■ Exercises:
A - From the sepsis lung injury text, list every company named as a source of the reagents.
B - In the sepsis lung injury text, how many rats were obtained, and what kind were they?
C - Pick up the sepsis lung injury text after its last sentence and keep writing.

■ Excerpted text:
- Opening Delimiter -

The pulmonary surfactant is a complex of lipoproteins secreted by type II alveolar epithelium. SPA has the activity of promoting alveolar macrophages and inhibiting the exudation of alveolar proteins to the pulmonary surfactant [15]. Therefore, lowered activity or the lack of SPA in lung tissue is one of the main pathogenesis in sepsis induced acute lung injury.
In infectious lung injury, the secretion of SP decreased due to the degeneration and destruction of type II alveolar epithelium. Increasing permeability of alveolar capillary results in two-way leakage of the intravascular macromolecules and SP [16]. Polymorphonuclear leukocytes and other intravascular inflammatory cells accumulate and migrate. Elastase released by these cells and plasma protein leaked out can disintegrate and denaturalize SP, which eventually attenuate surface tension relieving. In addition, the increase of pulmonary capillary permeability allows SP entering the bloodstream. SP-A also has the function of regulating macrophages, promoting chemotactic activity, enhancing phagocytosis and stimulating the production of oxygen free radicals. Thus, an increase of the oxygen free radicals in blood exacerbate the sepsis, forming a vicious circle. In this study, the levels of SPA in 12 h and 24 h LPS groups were significantly higher than that in control group, while the levels in 6 h group not. The content of SPA in LPS+GLA groups was lower than that in LPS alone groups. Taking the W/D ratio of lung into consideration, glabridin may have the potential to inhibit the degradation of pulmonary surfactant, increase the activity of SPA, decrease the permeability of pulmonary capillary, reduce the aggregation inflammatory factors and alleviate lung edema. Therefore, glabridin plays a protective role in sepsis induced lung injury in rats.
MATERIALS AND METHODS
Reagents
LPS, anti-phosphorylated P38MAPK antibody, anti-P38MAPK antibody, anti-phospho-ERK antibody, anti-ERK antibody were purchased from Sigma-Aldrich Corporation (Shanghai, China). Rats TNF-a, IL-18 and surfactant protein A (SPA) were purchased from Wuhan Beauty Bio Technology Co. Ltd (Wuhan, China). Malondialdehyde (MDA), superoxide dismutase (SOD), and nitric oxide (NO) kits were purchased from Nanjing Jiancheng Biological Engineering Research Institute (Nanjing, China). Light licorice was ordered from Nantong Feiyu Biological Technology Co. Ltd (Nantong, China).
Animals
64 healthy male Wistar rats, weighing approximately 160 to 200 g, were obtained from the Laboratory Animal Center of Inner Mongolia University (Hohhot, China), SCXK (Mongolian) 2002-0001. All the rats were provided with water and chow ad libitum under standardized laboratory conditions for 1 week to adapt the environment before experiments. All the experimental protocols were approved by Animal Ethics Committee of the Affiliated Hospital of Innner Mongolia Medical University.

- Closing Delimiter -

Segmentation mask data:
- Opening Delimiter -

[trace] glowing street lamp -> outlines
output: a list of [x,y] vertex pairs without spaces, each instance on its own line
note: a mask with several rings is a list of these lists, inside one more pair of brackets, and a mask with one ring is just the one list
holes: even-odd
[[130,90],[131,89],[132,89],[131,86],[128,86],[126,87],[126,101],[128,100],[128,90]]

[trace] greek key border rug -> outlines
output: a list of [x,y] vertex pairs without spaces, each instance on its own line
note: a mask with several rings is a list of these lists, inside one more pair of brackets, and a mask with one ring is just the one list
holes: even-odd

- Closing Delimiter -
- Opening Delimiter -

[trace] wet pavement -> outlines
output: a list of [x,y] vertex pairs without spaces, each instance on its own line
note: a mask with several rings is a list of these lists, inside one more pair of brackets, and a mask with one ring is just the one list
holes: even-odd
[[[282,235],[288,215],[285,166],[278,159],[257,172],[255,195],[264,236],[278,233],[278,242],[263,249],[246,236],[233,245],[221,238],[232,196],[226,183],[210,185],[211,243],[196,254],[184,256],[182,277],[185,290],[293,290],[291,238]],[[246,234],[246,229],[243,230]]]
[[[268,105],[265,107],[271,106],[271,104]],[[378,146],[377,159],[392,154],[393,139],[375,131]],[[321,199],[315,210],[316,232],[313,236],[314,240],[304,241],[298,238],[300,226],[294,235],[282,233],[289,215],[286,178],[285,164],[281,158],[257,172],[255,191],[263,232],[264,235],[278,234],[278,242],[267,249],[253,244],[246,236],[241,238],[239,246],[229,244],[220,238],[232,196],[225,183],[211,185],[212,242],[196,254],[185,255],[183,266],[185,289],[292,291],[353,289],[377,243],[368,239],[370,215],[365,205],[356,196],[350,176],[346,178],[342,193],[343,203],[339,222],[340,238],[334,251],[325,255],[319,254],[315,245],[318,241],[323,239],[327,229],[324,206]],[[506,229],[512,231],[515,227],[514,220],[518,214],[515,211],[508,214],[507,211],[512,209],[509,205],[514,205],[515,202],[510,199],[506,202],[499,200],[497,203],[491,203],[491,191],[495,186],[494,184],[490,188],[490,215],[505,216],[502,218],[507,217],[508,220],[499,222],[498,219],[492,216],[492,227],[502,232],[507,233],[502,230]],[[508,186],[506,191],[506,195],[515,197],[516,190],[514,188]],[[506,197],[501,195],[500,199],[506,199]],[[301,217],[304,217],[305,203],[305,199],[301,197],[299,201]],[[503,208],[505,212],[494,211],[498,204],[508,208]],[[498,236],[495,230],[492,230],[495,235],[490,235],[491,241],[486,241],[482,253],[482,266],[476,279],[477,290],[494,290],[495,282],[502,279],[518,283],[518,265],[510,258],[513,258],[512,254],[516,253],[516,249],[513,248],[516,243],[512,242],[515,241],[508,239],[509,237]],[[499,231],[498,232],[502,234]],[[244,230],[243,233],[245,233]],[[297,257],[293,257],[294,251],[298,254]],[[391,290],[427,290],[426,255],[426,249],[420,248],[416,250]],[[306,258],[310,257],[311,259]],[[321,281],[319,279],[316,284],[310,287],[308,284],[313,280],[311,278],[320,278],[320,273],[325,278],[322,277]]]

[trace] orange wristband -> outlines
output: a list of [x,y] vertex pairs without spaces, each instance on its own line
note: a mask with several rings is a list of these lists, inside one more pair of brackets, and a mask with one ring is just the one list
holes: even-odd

- Closing Delimiter -

■ Per-task answers:
A -
Sigma-Aldrich Corporation (Shanghai, China)
Wuhan Beauty Bio Technology Co. Ltd (Wuhan, China)
Nanjing Jiancheng Biological Engineering Research Institute (Nanjing, China)
Nantong Feiyu Biological Technology Co. Ltd (Nantong, China)

B - 64 healthy male Wistar rats.

C -
Experimental protocol for acute lung injury model
All rats were randomly divided into 8 groups and each group contained 8 rats: a control group (saline), a GLA group, 3 LPS groups (6 h, 12 h, 24 h), 3 LPS+GLA groups (6 h, 12 h, 24 h). LPS (10 mg/kg) was administered intraperitoneal to induce acute lung injury, and the control group was injected with the same dose of saline. The GLA group received glabridin 30 mg/kg at the same time. Glabridin was given intragastric infusion administration 1h after intraperitoneal injection. The doses of these drugs were on the basis of previous studies and our preliminary experiments [17]. All the rats in each group were euthanized at the same time. The bloods and lung tissue specimens were collected at the prescribed time.
Lung wet/dry weight ratio
The wet/dry (W/D) ratio was assayed in the upper lobe of right lung to assess lung edema. The upper lobes of the right lung were excised and the wet weights were determined. Then, the lungs were placed in sterile non-enzyme tube. After incubated at 80°C for 72 hours to remove all moisture, the dry weights were measured and the W/D ratio were calculated.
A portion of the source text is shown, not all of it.